** Data records **
=-=-=

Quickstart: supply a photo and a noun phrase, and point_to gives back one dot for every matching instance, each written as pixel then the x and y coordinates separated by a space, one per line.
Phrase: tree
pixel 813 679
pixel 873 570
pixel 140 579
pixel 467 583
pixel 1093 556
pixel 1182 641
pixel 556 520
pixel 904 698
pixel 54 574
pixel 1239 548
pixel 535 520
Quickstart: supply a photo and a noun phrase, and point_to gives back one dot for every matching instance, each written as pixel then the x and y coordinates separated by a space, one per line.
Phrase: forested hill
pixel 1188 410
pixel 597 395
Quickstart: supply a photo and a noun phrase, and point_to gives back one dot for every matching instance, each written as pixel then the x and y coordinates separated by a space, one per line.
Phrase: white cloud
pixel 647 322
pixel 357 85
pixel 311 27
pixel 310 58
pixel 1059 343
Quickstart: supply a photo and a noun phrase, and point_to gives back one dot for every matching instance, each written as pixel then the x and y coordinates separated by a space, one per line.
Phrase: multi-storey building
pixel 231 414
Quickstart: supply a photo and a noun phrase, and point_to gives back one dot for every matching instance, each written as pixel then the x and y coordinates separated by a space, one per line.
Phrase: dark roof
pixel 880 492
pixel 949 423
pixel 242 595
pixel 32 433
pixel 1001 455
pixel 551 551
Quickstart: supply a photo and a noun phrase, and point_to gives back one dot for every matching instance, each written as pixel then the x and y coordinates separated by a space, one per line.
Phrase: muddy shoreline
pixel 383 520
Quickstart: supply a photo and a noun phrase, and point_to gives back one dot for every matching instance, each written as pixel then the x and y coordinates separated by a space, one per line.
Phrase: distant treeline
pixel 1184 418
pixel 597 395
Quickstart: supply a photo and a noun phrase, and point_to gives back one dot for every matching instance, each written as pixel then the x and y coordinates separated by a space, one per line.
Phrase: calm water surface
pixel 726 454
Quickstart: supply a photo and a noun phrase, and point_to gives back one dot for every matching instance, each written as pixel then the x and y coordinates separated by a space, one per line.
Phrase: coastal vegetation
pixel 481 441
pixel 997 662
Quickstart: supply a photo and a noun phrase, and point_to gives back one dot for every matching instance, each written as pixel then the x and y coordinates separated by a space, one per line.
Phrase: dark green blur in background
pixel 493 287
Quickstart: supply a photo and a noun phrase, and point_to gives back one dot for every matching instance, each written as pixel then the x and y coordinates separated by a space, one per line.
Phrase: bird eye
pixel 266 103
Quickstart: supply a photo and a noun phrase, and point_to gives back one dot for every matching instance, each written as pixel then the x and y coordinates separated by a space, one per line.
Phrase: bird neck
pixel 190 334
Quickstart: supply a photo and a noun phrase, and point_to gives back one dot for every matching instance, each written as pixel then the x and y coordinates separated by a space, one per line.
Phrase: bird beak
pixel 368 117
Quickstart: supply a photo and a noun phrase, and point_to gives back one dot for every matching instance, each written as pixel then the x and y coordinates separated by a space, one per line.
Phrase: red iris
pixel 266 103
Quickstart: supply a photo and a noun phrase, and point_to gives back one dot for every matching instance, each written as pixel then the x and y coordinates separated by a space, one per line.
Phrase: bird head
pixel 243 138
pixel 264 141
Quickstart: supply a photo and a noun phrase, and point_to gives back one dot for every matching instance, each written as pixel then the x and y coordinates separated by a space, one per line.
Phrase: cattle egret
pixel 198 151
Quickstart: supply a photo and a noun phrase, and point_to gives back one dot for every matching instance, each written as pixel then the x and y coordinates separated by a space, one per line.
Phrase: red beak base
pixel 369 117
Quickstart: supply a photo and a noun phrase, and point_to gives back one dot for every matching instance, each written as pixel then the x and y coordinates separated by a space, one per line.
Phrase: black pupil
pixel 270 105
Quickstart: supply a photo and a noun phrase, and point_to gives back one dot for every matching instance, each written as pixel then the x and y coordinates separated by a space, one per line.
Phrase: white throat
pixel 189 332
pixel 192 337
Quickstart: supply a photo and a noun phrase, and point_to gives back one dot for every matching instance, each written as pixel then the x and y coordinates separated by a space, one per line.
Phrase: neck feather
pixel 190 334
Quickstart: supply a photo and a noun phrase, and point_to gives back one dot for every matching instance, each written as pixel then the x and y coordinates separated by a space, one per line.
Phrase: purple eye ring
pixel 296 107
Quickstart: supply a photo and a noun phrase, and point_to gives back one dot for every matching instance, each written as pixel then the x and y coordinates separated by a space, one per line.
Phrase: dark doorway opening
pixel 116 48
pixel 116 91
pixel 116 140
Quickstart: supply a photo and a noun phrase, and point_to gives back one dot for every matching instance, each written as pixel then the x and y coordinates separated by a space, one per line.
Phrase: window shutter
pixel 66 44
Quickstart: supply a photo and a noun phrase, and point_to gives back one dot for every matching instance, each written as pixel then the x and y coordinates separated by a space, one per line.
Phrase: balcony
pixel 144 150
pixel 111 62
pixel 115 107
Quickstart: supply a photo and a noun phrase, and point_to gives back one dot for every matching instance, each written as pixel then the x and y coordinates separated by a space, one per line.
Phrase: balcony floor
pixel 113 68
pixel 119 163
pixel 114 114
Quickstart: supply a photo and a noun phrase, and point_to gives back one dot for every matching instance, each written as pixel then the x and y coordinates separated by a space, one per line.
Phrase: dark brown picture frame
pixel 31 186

=-=-=

Retype the entries. Every line must match exactly.

** Exercise result **
Quickstart: supply a photo and a noun phrase, and point_to gives back one dot for every matching instance, each written as pixel then the x and y coordinates separated by a space, one per line.
Phrase: tree
pixel 813 679
pixel 873 570
pixel 140 579
pixel 467 583
pixel 1093 556
pixel 1182 641
pixel 556 520
pixel 904 698
pixel 54 574
pixel 1239 548
pixel 535 520
Quickstart: supply a photo and a noun phrase, and point_to gives back one dot for every matching instance, each written as pixel then the x and y coordinates separated by a space, one per line.
Phrase: forested hill
pixel 1188 410
pixel 597 395
Quickstart: supply a photo and a noun phrase, and point_to gives back one dot for every matching instance, each written as pixel then the x and y coordinates separated by a space, one per line.
Phrase: white cloud
pixel 647 322
pixel 357 85
pixel 311 27
pixel 310 58
pixel 1059 343
Quickstart: supply a photo and a noun phrase, and point_to gives back one dot for every matching instance, each written as pixel then the x and y coordinates separated by a space, one per line.
Phrase: multi-storey building
pixel 231 414
Quickstart: supply a photo and a noun phrase, and point_to gives back one dot for every matching instance, each written as pixel then the x and y coordinates separated by a space, one per line.
Phrase: dark roof
pixel 880 492
pixel 949 423
pixel 242 595
pixel 32 433
pixel 1001 455
pixel 551 551
Quickstart: supply a photo and a noun phrase, and point_to gives back one dot for every matching instance, each written as pixel then the x and y coordinates separated by a space, one per line.
Phrase: muddy shoreline
pixel 383 520
Quickstart: supply a photo and a noun phrase, and point_to gives back one dot for every matching instance, each written as pixel then the x and y coordinates separated by a space, one per line.
Phrase: distant treeline
pixel 1184 418
pixel 597 395
Quickstart: supply a photo and a noun phrase, and point_to gives back one dot for every matching instance, each written as pixel then the x and y coordinates separated by a space, one per line.
Phrase: calm water surface
pixel 726 454
Quickstart: supply a photo and a noun phrase, and point_to gives back one dot for every matching instance, each written as pixel then the x and y coordinates separated by a space, one per line.
Phrase: coastal vegetation
pixel 481 441
pixel 997 662
Quickstart: supply a photo and a noun phrase, and point_to gives back one dot for every matching instance, each written as pixel then the x and y coordinates separated by a space, one per line.
Phrase: dark green blur in background
pixel 493 287
Quickstart: supply a photo and a noun phrase, and point_to gives back one dot for every matching instance, each written as pixel then the x and y coordinates separated by a space, one per line.
Phrase: bird eye
pixel 266 103
Quickstart: supply a photo and a noun phrase, and point_to gives back one dot for every matching instance, each written as pixel then the x and y coordinates separated by a space, one per line.
Phrase: bird neck
pixel 190 334
Quickstart: supply a photo and a noun phrase, and point_to gives back one dot for every matching instance, each written as pixel then the x and y coordinates separated by a space, one per line.
Phrase: bird beak
pixel 368 117
Quickstart: supply a photo and a noun phrase, and point_to gives back one dot for every matching instance, each written as pixel then the x and y coordinates separated by a space, one per line.
Phrase: red iris
pixel 266 103
Quickstart: supply a photo and a noun phrase, and point_to gives back one dot for every matching instance, each written as pixel then the x and y coordinates separated by a space, one per line.
Phrase: bird head
pixel 243 138
pixel 264 141
Quickstart: supply a photo and a noun phrase, and point_to gives back one dot for every matching instance, each written as pixel then the x and y coordinates separated by a space, one per line.
Phrase: cattle egret
pixel 198 151
Quickstart: supply a photo and a noun phrase, and point_to gives back one dot for every matching instance, each written as pixel then the x and y coordinates separated by a space, one per line.
Phrase: red beak base
pixel 369 117
Quickstart: supply a photo and a noun phrase, and point_to gives back one dot for every matching instance, each written as pixel then the x and y coordinates separated by a space, one per line.
Phrase: black pupil
pixel 270 105
Quickstart: supply a photo and a noun phrase, and point_to gives back one dot for every matching instance, each written as pixel then the x and y coordinates separated by a space, one per line.
Phrase: white throat
pixel 189 332
pixel 192 337
Quickstart: supply a photo and a noun phrase, and point_to gives back one dot for every matching instance, each written as pixel then the x and y coordinates separated by a space, one per line.
Phrase: neck feather
pixel 190 334
Quickstart: supply a photo and a noun phrase, and point_to gives back one dot for every matching instance, each written as pixel then the x and y coordinates separated by a space, one per line.
Phrase: purple eye ring
pixel 296 107
Quickstart: supply a photo and a noun phrase, and point_to gives back one dot for every matching instance, each written as pixel then the x and y coordinates separated by a space, one per line.
Phrase: dark doorway opening
pixel 116 48
pixel 116 91
pixel 116 140
Quickstart: supply a photo and a noun phrase, and point_to gives back one dot for every matching instance, each written as pixel then the x and y coordinates separated by a space, one per line.
Phrase: window shutter
pixel 66 44
Quickstart: supply a photo and a noun phrase, and point_to gives back one dot for every matching instance, each written as pixel then the x and y coordinates separated by a space, one per line.
Phrase: balcony
pixel 144 150
pixel 111 62
pixel 115 107
Quickstart: supply a photo and a noun phrase, and point_to gives back one dot for every matching instance, each written as pixel then the x and y coordinates separated by a space, one per line.
Phrase: balcony floor
pixel 113 68
pixel 119 163
pixel 114 114
Quickstart: supply a photo and a noun phrase, and point_to gives back one dot for every matching instance, each written as pixel then the x and y coordinates separated by a space, one per line.
Phrase: dark brown picture frame
pixel 31 186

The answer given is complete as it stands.